[Dataset excerpts on object pointing]
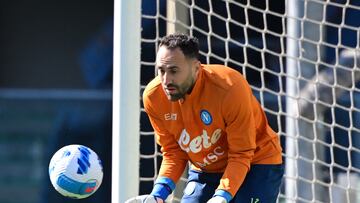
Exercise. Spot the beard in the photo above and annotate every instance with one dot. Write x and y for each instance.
(180, 90)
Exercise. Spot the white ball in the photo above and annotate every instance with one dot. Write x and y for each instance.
(76, 171)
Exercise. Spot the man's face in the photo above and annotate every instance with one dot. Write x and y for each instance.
(177, 73)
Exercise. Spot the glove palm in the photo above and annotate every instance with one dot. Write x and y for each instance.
(144, 199)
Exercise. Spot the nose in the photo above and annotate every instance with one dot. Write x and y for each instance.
(166, 79)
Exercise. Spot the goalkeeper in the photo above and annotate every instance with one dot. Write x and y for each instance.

> [Aim of the exercise]: Copy out every row above word for word, leaving out the pictures.

> [Completed task]:
Exercise. Spot the beard in the photo above and annotate every instance with one dot. Write x and y for each instance.
(180, 90)
Exercise. Spot the white ball in the photo above and annotate every instance with one dot. Write x and y for each instance.
(76, 171)
Exercise. Spot the man's face in the photo above and annotate every instance with one dot. Write x and y for each instance.
(177, 73)
Exercise. Spot the glove palm in the photo above and annotate every instance with one dot. Write x and y for each instance.
(144, 199)
Exercise. Spot the nose in the photo above and annotate every instance with one dot. Write x and y for each instance.
(166, 79)
Exercise. Spot the goalkeeper in the photo above and annotate every instance with one dot. Write x and y for each instance.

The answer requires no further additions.